| YOUR TASK |
Return the lines of each entry below without any alteration.

| EXCERPTED RECORDS |
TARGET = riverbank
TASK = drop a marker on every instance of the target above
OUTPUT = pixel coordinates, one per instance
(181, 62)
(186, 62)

| CORRECT ANSWER |
TARGET = riverbank
TASK = drop a marker on every instance of the target above
OUTPUT = pixel coordinates, one per instance
(181, 62)
(186, 62)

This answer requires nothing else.